> **CHALLENGE**
From the passage below about the 2G licenses judgment, list every sector beyond telecom where the judgment curbs the government's power to issue licences and contracts.

The recent Supreme Court's landmark judgment cancelling 122 telecom licenses in 2G delivered on 2nd February, 2012 goes beyond telecom, spoiling the party for corrupt politicians, bureaucrats and big business. The judgment came exactly a year after former Telecom Minister A. Raja was arrested by the Central Bureau of Investigation.
The reverberations of the judgment actually extend far beyond telecom, crushing the subjective power of the government to issue licences and contracts in any sector like power, coal, minerals, mines, land, and even Special Economic Zones (SEZ), that   allocates scarce national resources. This effectively attacks the fountainhead of all large corruption linked to government contracts.
The first irrefutable principle of the judgment is on the issue of ownership and control of natural resources provided under Article 39(b) of the Constitution: “The ownership and control of natural resources of a community should be distributed so as to best sub-serve the common good but no comprehensive legislation has been enacted to generally define natural resources and a framework for their protection.” With the government dithering on such specific legislation, the judgment has become the de facto law in the matter.
Recognising that while the state is deemed to have a proprietary interest in natural resources, it must act as a guardian and trustee, the judgment affirms that the people are the designated owners of natural resources in any country. Acknowledging the high economic value of natural resources, the judgment recognises that these national assets are scarce, finite, and susceptible to degradation in case of inefficient utilisation.

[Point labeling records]
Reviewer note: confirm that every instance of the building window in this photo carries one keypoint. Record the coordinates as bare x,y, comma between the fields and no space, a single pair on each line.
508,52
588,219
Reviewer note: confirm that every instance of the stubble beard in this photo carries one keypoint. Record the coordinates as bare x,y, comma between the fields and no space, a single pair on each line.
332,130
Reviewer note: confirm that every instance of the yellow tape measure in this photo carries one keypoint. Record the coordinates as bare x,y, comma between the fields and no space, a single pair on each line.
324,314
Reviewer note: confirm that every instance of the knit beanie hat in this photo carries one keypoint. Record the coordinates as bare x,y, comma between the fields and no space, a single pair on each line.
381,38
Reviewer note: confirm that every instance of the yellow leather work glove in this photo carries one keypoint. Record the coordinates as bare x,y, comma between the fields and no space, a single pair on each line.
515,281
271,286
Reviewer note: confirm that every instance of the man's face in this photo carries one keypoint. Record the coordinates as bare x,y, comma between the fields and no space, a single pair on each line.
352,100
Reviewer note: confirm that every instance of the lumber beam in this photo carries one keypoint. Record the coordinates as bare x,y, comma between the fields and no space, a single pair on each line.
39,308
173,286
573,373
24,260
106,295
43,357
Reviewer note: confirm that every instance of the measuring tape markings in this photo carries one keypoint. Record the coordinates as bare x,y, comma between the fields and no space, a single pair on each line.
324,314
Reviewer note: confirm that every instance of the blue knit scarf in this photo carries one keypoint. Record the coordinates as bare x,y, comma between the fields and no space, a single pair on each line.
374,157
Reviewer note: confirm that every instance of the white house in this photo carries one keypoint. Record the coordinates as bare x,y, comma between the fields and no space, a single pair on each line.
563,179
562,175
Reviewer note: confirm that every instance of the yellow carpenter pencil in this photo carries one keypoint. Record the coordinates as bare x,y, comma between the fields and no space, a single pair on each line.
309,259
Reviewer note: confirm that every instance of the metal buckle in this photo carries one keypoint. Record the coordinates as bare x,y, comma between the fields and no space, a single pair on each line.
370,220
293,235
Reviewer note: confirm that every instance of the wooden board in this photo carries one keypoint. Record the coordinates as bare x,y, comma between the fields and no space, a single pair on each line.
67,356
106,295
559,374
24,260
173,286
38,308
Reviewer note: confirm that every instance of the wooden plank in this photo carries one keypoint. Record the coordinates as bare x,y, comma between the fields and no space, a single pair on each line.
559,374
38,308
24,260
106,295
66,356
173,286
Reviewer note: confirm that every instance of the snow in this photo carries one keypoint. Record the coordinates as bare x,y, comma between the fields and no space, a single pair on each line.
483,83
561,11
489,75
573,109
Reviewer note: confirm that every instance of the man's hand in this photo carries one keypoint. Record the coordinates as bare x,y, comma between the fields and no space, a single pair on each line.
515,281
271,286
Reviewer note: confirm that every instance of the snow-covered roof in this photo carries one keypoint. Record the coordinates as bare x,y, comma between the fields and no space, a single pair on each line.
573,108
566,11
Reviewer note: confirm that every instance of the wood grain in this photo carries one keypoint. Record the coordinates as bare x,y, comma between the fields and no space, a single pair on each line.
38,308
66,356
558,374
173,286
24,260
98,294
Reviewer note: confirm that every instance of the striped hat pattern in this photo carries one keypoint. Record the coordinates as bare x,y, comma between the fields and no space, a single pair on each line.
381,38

> **WRITTEN SOLUTION**
- Power
- Coal
- Minerals
- Mines
- Land
- Special Economic Zones (SEZ)